**Text excerpt**

The time for basking is long over. It was fun, nay amazing, while it lasted, and we deserved it. Boy, did we deserve it. Rarely can consecutive weeks feel so different to a fan base. Or maybe it's just this particular fan base.
The morning of Monday, January 20, began seven days of blissful (bordering on euphoric) reflection. San Francisco is a mightily powerful, athletically dynamic football team, whose collective human force came within a whisker of obliterating Seahawk dreams, at least for another season.
The morning of Monday, January 27, began seven days of maddening uncertainty. As I begin writing this on said Monday, the game is a comfortable six days away. These are nerves I can easily handle. Friday won't be good, Saturday promises to be unbearable. Sunday...oh, Sunday, you...you...oh, just you.
So immersed was I (we, my apologies) in the NFC Championship Game, that I failed to recognise all that I was actually witnessing. The very next day, I remember catching myself being surprised at reading how this was a ‘classic'. Was it? Well, of course it bloody well was. There's a lot to be said for being the neutral observer. Every day during the week after the game, I watched either the whole thing once again or small parts of it, the beauty being that, with each passing viewing, the more it became obvious just how fortunate folks were with little or no interest in the outcome.
The 42-13 shellacking dished out to San Francisco last season had become THAT game against the 49ers. Not any more it ain't.
So, how do we feel at the NFC representative being the designated road team in this, an even numbered Super Bowl? I'm made up and purely because I love, love, love (ahem, sorry) Seattle's white jersey/blue pants combination. The most aesthetically pleasing of all the Seahawks' looks has previous in this stadium to the tune of 23-0 and is something I intend to cling to. Yep, you better believe it. Look, it's a start.

**Given exercise A**
From the Seahawks fan essay above, echo the passage starting with "The morning of Monday, January 27, began" and going on through "in the outcome.".
**Given exercise B**
In the Seahawks fan essay, what was the final score of the game against San Francisco the previous season?

**Point annotation dataset records**
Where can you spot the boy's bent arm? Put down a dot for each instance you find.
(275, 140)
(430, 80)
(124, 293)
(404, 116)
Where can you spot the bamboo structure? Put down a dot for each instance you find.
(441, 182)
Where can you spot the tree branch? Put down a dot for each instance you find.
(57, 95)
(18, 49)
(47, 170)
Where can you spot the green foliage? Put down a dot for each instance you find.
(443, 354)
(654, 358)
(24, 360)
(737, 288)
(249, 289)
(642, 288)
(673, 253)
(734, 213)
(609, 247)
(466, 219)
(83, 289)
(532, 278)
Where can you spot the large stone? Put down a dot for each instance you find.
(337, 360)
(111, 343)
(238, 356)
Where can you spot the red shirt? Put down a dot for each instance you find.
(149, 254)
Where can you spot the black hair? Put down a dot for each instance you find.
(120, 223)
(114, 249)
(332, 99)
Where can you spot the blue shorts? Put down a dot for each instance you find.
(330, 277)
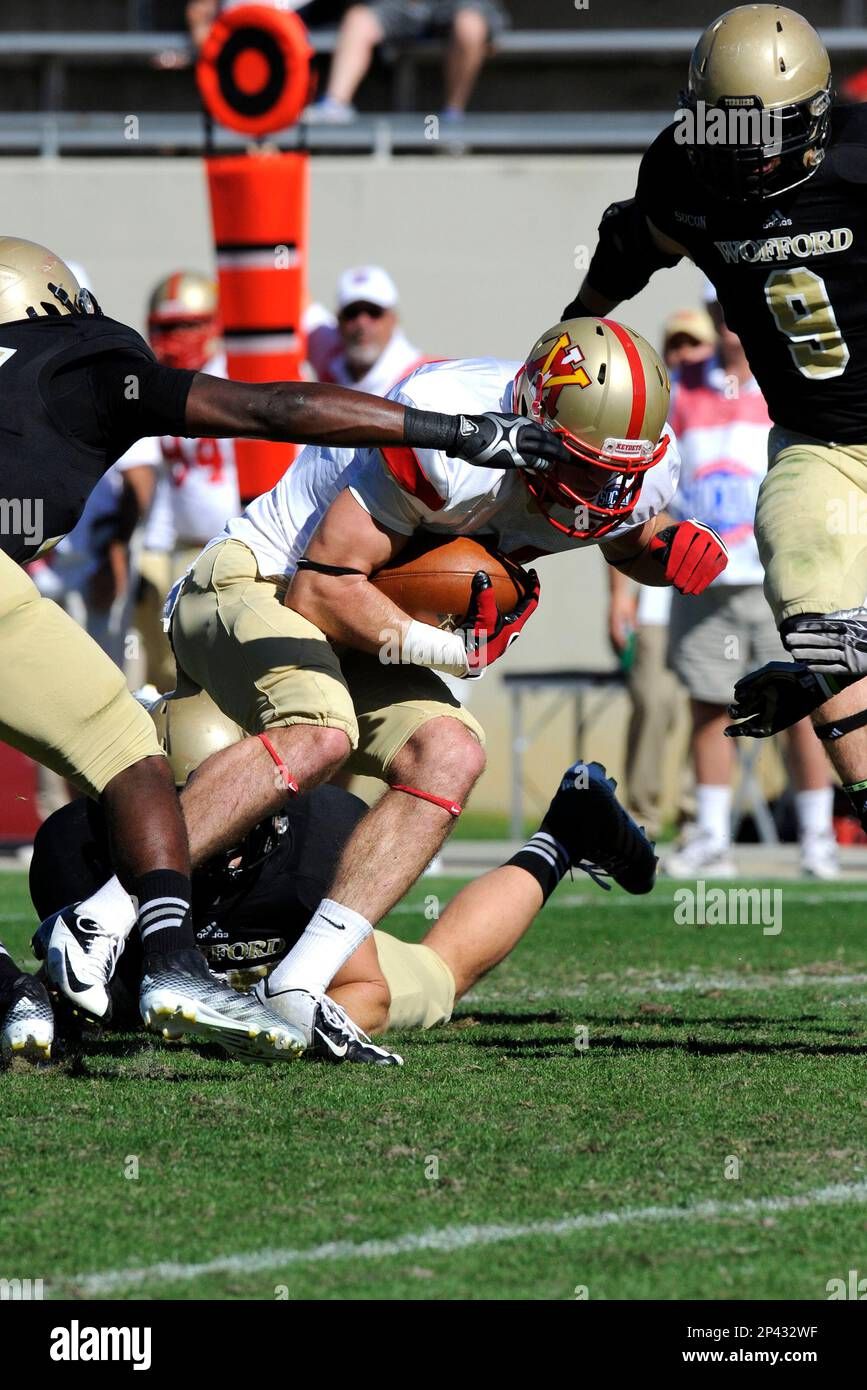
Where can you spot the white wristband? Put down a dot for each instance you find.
(427, 645)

**Written response A**
The morning of Monday, January 27, began seven days of maddening uncertainty. As I begin writing this on said Monday, the game is a comfortable six days away. These are nerves I can easily handle. Friday won't be good, Saturday promises to be unbearable. Sunday...oh, Sunday, you...you...oh, just you.
So immersed was I (we, my apologies) in the NFC Championship Game, that I failed to recognise all that I was actually witnessing. The very next day, I remember catching myself being surprised at reading how this was a ‘classic'. Was it? Well, of course it bloody well was. There's a lot to be said for being the neutral observer. Every day during the week after the game, I watched either the whole thing once again or small parts of it, the beauty being that, with each passing viewing, the more it became obvious just how fortunate folks were with little or no interest in the outcome.

**Written response B**
Seattle beat San Francisco 42-13.